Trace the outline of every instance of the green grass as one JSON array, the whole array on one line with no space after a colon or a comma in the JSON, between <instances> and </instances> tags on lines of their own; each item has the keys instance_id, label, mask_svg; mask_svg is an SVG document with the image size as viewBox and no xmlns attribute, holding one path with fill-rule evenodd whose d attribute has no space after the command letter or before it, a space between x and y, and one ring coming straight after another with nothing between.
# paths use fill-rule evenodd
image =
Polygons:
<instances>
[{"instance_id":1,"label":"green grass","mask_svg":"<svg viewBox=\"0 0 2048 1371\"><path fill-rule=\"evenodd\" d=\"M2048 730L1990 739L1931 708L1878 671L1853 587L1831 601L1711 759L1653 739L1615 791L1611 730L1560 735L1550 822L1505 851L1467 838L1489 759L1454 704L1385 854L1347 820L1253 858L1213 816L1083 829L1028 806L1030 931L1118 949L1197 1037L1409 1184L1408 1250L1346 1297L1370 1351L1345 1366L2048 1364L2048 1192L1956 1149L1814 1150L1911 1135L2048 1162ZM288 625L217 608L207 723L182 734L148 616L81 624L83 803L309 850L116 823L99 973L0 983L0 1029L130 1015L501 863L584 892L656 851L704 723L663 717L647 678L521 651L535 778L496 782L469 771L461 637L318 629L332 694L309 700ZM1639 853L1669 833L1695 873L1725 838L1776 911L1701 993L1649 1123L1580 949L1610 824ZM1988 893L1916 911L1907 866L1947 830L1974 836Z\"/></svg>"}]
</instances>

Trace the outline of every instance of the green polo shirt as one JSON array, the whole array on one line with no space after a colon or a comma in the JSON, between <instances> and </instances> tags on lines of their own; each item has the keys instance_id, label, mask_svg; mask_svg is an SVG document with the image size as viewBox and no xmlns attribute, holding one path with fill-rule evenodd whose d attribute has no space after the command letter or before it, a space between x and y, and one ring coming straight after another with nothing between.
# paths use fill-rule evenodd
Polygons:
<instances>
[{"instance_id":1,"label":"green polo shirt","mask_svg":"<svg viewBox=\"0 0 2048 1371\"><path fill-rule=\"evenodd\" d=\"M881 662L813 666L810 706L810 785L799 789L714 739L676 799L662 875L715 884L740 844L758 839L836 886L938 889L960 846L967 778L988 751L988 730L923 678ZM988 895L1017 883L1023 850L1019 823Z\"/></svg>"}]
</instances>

....

Problem to solve ▸ Write out all the records above again, exactly as they stand.

Written response ▸
Trace the outline of every instance of the green grass as one JSON array, the whole array on one line with no space after a colon or a comma in the JSON, between <instances> and </instances> tags on lines of their own; each item has the keys instance_id, label, mask_svg; mask_svg is an SVG document with the image size as viewBox and no xmlns attribute, holding one path with fill-rule evenodd whose d attribute has no space after the command letter or before it, a space between x and y, and one ring coming straight after another with nothing between.
# paths use fill-rule evenodd
image =
Polygons:
<instances>
[{"instance_id":1,"label":"green grass","mask_svg":"<svg viewBox=\"0 0 2048 1371\"><path fill-rule=\"evenodd\" d=\"M2048 730L1990 739L1931 708L1878 671L1853 587L1831 601L1711 759L1653 739L1615 791L1611 730L1560 735L1550 822L1505 851L1467 838L1489 759L1454 704L1385 854L1347 820L1253 858L1213 816L1083 829L1028 806L1030 931L1118 949L1197 1037L1409 1184L1408 1250L1346 1297L1370 1351L1345 1366L2048 1364L2048 1192L1956 1149L1814 1150L1911 1135L2048 1162ZM288 625L217 608L207 723L182 734L148 616L81 624L83 803L309 850L116 823L99 973L0 983L0 1029L130 1015L501 863L584 892L656 851L704 723L663 717L647 678L521 651L535 778L496 782L469 771L461 637L318 629L332 694L309 700ZM1639 853L1669 833L1695 873L1725 838L1776 911L1701 993L1649 1123L1580 949L1610 824ZM1988 893L1916 911L1907 866L1947 830L1974 836Z\"/></svg>"}]
</instances>

Trace the outline of every instance of the green polo shirt as one JSON array, the whole array on one line with no space after a colon or a comma in the JSON, between <instances> and </instances> tags on lines of their own; each item has the keys instance_id, label, mask_svg; mask_svg is an SVG document with the image size as viewBox and no xmlns attribute, holding one path with fill-rule evenodd whose d attribute has no space after the command letter or before it, a space between x and y, and one ring coming straight after another with nothing between.
# paths use fill-rule evenodd
Polygons:
<instances>
[{"instance_id":1,"label":"green polo shirt","mask_svg":"<svg viewBox=\"0 0 2048 1371\"><path fill-rule=\"evenodd\" d=\"M881 662L813 666L810 706L810 785L799 789L714 739L676 799L662 875L715 884L740 844L758 839L836 886L938 889L960 846L967 778L988 751L988 730L923 678ZM988 895L1017 883L1023 850L1019 823Z\"/></svg>"}]
</instances>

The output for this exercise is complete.